Requirement A
In the forum thread about the dog on the NYC train, why does Boxergirl doubt that the dog was a legitimate service dog? Answer in one to three sentences.
Requirement B
In the forum thread about the dog on the NYC train, translate this sentence into Spanish: "Service animals are working animals, not pets."
Requirement C
Carry on the forum thread about the dog on the NYC train from the point where it stops.

Woman on NYC Train Continued to Push Dog

Discussion in 'Dogs in the News' started by Steven C, Apr 26, 2018.

  1. Boxergirl

    Boxergirl Well-Known Member

    There's still not enough information. I see nothing in that article to actually prove that this was a legitimate service dog and handler team. I'm honestly having trouble believing it. Many news articles are reporting that the dog was ON the seat. That isn't allowed. That man's behavior and handling of his dog aren't consistent with what one expects from a legitimate team. Just because the man said it was a service dog doesn't mean it was. It certainly doesn't appear to have been trained as to do what one would normally expect a SD to do on a crowded subway, which would be to tuck, stay close to the man's side, or between his legs. Some sources are also saying that the dog had been crated, which a service dog wouldn't have been. As we've discussed, people say their dogs are service dogs all the time when they really aren't. Could be that he said it thinking it would keep him out of trouble, or perhaps it was an ESA and he doesn't understand the difference. No matter what, the handler was completely at fault here and deserves to have charges filed against him. Incidents like this make it so much harder for working service dog teams.

    I think much of the problem is that too most people don't understand, or care to learn, the difference between a therapy dog or an ESA and a service dog. There are defined rules for that differentiate a working service dog from and ESA or a therapy dog. From the ADA - "Service animals are working animals, not pets. The work or task a dog has been trained to provide must be directly related to the person’s disability. Dogs whose sole function is to provide comfort or emotional support do not qualify as service animals under the ADA."
    Jarena likes this.
  2. Steven C

    Steven C Active Member

    So you would allow some nutcase woman to push and hit your dog?

[Referring expression data]
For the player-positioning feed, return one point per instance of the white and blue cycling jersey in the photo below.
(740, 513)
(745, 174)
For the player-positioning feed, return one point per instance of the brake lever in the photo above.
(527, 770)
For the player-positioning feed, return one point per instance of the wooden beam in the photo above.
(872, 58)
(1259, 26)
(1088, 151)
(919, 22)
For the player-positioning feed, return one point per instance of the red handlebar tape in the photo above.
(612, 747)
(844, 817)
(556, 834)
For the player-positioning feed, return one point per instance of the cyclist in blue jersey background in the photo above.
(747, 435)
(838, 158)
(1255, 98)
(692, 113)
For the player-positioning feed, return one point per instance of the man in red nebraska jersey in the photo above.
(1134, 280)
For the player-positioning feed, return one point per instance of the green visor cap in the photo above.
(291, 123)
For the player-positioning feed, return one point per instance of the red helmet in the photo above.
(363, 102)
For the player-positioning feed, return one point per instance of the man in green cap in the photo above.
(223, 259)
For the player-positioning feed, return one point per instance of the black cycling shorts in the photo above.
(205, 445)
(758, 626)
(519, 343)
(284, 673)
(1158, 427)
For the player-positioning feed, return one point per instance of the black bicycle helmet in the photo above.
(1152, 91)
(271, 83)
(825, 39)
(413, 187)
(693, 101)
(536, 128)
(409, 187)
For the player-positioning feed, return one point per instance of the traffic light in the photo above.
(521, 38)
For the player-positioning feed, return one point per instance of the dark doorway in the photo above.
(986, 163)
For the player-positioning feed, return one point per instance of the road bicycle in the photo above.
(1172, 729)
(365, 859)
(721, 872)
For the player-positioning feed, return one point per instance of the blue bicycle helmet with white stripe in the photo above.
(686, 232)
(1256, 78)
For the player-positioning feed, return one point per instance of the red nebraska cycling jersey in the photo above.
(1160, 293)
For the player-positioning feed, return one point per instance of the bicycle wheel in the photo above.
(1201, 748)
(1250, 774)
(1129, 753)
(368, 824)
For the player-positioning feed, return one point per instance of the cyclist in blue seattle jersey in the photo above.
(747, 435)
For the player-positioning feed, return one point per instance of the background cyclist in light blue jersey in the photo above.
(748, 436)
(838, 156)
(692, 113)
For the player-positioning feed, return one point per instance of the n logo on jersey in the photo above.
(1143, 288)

Your response A
Many reports say the dog was on the seat, which isn't allowed, and the man's handling didn't fit a real team. The dog didn't tuck or stay close to his side or between his legs as a trained service dog would on a crowded subway. Some sources also say the dog had been crated, which a service dog wouldn't have been.

Your response B
Los animales de servicio son animales de trabajo, no mascotas.

Your response C
    The story is this: The dog apparently went into her space, she pushed the dog out of her space. She continued physically pushing the dog and the dog did not react. The man told her to stop and she did not so he pushed her away as anyone who knows a NYC train knows you cant just up and leave. She then hit the man and the dog reacted and bit her shoe, not her at all but her shoe. Personally I think this dog was very mild and only protecting its owner.

    Would you allow some whacked out chick to hit your dog? I wouldn't. I asked my wife and she wouldn't either. What made him completely at fault? Some whacked out chick suddenly has the right to push dogs, let alone service dogs? Sorry don't buy it. I hope she gets charged with pushing and shoving by the ADA an active service dog.

    As far as crate goes, not possible to bring a PB sized crate on a train in NY as someone who rode the subway often years ago.

    I understand tuck and middle and all that, it doesn't mean that every service dog has to know those particular commands. Middle is also a protection command used but not all protection dogs know middle. There are also service dogs in training which doesn't exclude them from being in public areas.
  3. Steven C

    Steven C Active Member

    Menopause, drug addicted, meth addict, maybe opioids, inferiority complex but what I am having a hard time understanding is what gave this person the right to push or hit a dog? Let alone service dog? So everyone here on the mastiff forum allow their dogs to get pushed around except NIK and myself?
  4. Sheila Braund

    Sheila Braund Well-Known Member

    All I know is as a dog owner you must have control of your dog at all time! Period! Nothing more to say.
    Steven C likes this.
  5. Justin B.

    Justin B. Active Member

    The dog has no right to be on a seat and brushing against somebody who wants no part of the dog. Even if it is a service dog. She has every right to push the dog off of her.

    If he didnt want his dog pushed he should of kept it off of the lady.
  6. Justin B.

    Justin B. Active Member

    If your dog is physically touching somebody in a public place and they ask you to get your dog off of them or out of your space....Why would you not respect that person's right?
    Her rights were infringed on first.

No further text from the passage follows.